**TASK REQUIREMENTS:**
Return each line from the items below that contains the word "black".

Collected data entries

■ ■ ■ ■ ■

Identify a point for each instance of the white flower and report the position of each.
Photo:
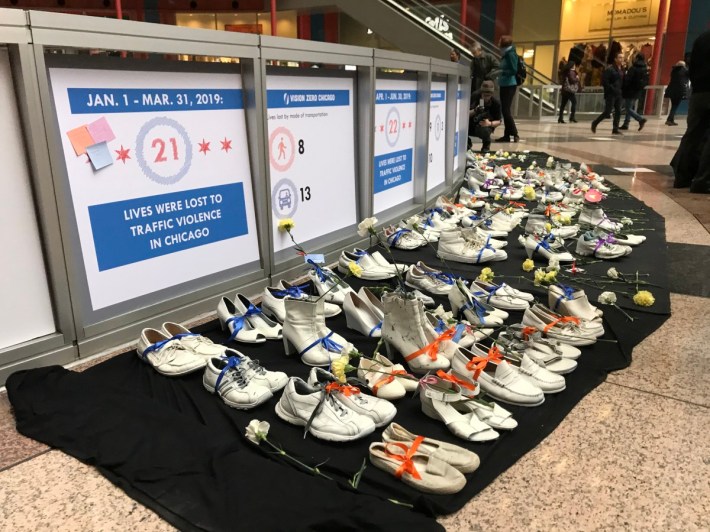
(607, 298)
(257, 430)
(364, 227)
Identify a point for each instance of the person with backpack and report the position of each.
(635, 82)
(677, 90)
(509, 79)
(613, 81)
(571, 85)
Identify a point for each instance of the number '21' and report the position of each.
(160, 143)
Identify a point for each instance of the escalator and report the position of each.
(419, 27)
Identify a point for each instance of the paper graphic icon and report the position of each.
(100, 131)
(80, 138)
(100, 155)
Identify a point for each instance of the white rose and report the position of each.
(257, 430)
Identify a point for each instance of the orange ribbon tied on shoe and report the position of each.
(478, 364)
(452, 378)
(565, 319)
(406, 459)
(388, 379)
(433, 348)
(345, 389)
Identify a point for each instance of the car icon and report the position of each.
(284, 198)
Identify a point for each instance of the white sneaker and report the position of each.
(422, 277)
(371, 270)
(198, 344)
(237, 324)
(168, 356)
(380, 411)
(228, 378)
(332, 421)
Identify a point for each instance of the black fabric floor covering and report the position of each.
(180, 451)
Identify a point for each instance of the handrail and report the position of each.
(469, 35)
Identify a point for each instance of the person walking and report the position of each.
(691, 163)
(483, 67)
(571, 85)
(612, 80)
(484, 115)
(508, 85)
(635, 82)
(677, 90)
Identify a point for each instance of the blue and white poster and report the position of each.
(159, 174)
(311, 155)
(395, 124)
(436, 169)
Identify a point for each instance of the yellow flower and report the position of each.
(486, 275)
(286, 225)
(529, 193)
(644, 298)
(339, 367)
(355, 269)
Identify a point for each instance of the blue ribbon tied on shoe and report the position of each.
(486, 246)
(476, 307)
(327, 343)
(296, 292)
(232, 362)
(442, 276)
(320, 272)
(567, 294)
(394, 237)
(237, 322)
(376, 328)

■ ■ ■ ■ ■

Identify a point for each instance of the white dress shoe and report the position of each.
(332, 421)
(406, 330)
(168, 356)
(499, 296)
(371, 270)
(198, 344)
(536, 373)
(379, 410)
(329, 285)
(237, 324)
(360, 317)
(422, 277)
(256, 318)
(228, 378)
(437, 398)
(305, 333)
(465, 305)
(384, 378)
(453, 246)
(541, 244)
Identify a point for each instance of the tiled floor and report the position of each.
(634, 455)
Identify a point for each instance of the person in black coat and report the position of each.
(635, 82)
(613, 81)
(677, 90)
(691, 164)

■ ■ ■ ■ ■

**OUTPUT BELOW:**
Identify a point for each instance of the black fabric floor covering and report the position of each.
Identify a point for each instance of the person in black coat and report the position of each.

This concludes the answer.